Data to use
···

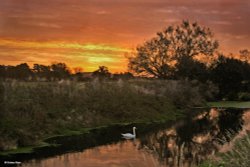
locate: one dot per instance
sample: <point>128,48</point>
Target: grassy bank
<point>32,112</point>
<point>230,104</point>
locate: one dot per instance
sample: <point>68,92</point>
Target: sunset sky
<point>89,33</point>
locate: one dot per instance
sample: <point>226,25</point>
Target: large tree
<point>159,56</point>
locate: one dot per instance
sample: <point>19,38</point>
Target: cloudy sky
<point>89,33</point>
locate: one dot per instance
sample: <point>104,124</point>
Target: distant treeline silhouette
<point>54,72</point>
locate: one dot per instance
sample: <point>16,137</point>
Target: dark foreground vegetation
<point>238,156</point>
<point>175,71</point>
<point>31,111</point>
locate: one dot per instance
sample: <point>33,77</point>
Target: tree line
<point>181,52</point>
<point>189,51</point>
<point>54,72</point>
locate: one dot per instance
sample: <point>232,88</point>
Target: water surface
<point>185,143</point>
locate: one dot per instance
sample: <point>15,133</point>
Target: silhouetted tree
<point>187,67</point>
<point>230,75</point>
<point>2,72</point>
<point>60,70</point>
<point>158,56</point>
<point>124,76</point>
<point>22,71</point>
<point>245,55</point>
<point>102,72</point>
<point>42,71</point>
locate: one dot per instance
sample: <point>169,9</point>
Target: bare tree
<point>158,56</point>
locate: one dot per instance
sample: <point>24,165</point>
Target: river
<point>184,143</point>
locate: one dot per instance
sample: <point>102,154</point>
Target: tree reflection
<point>193,140</point>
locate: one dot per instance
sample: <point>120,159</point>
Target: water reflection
<point>189,142</point>
<point>184,144</point>
<point>123,154</point>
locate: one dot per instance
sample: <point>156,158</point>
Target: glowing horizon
<point>92,33</point>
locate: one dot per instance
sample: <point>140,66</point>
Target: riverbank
<point>32,112</point>
<point>230,104</point>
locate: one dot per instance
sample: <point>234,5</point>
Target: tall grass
<point>30,111</point>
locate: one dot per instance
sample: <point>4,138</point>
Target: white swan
<point>129,135</point>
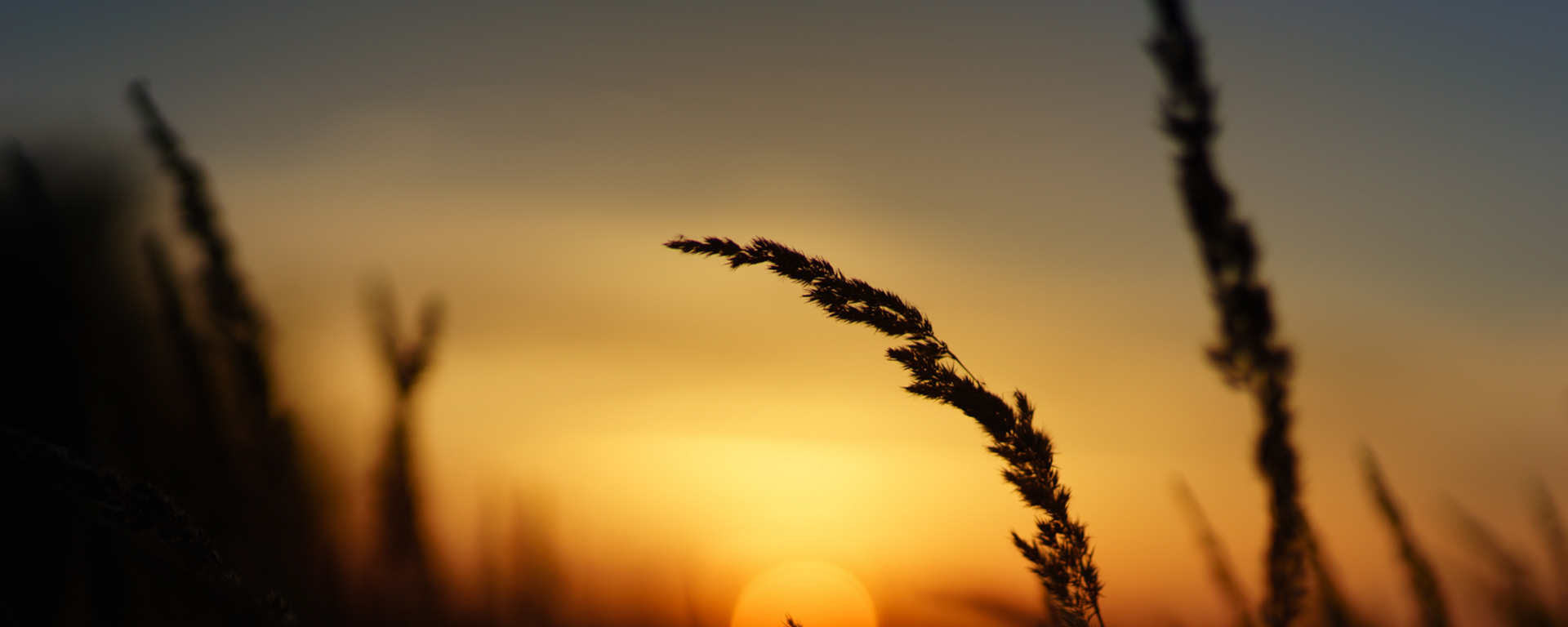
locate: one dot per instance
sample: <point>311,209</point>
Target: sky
<point>684,429</point>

···

Transcribe the entries above verbatim, omitting their pictures.

Result of the exercise
locate: one dot per instance
sample: <point>128,48</point>
Target: grassy bank
<point>32,112</point>
<point>230,104</point>
locate: one dot per instance
sample: <point>68,92</point>
Target: sunset sky
<point>89,33</point>
locate: one dot per instance
sample: <point>226,25</point>
Target: large tree
<point>159,56</point>
locate: one dot per instance
sample: <point>19,38</point>
Target: cloudy sky
<point>89,33</point>
locate: one dot per instance
sample: <point>104,124</point>
Target: distant treeline silhouette
<point>54,72</point>
locate: one dot per instance
sample: <point>16,137</point>
Target: dark foreground vegetation
<point>238,156</point>
<point>175,71</point>
<point>31,111</point>
locate: one dot per instance
sample: <point>33,77</point>
Target: tree line
<point>181,52</point>
<point>189,51</point>
<point>54,72</point>
locate: one dot per instance
sample: <point>232,88</point>
Target: water surface
<point>185,143</point>
locate: one dot per instance
sample: <point>15,133</point>
Target: silhouetted tree
<point>187,67</point>
<point>230,75</point>
<point>2,72</point>
<point>60,70</point>
<point>158,56</point>
<point>124,76</point>
<point>22,71</point>
<point>245,55</point>
<point>102,72</point>
<point>42,71</point>
locate: one dot per instance
sample: <point>169,9</point>
Target: bare tree
<point>158,56</point>
locate: one dot per instance
sample: <point>24,165</point>
Target: river
<point>184,143</point>
locate: one dot per instance
sample: <point>102,154</point>
Target: tree reflection
<point>193,140</point>
locate: one dot per instance
sample: <point>120,159</point>
Target: water reflection
<point>189,142</point>
<point>184,144</point>
<point>123,154</point>
locate: one dot per instance
sample: <point>156,158</point>
Target: glowing horizon
<point>92,33</point>
locate: one dot per instance
sample: <point>140,66</point>
Target: riverbank
<point>32,112</point>
<point>230,104</point>
locate: one dot per instance
sample: <point>234,5</point>
Target: tall grass
<point>30,111</point>
locate: one dot per instance
sample: <point>4,138</point>
Target: white swan
<point>129,135</point>
locate: one dot per instance
sample: <point>311,209</point>
Target: sky
<point>684,429</point>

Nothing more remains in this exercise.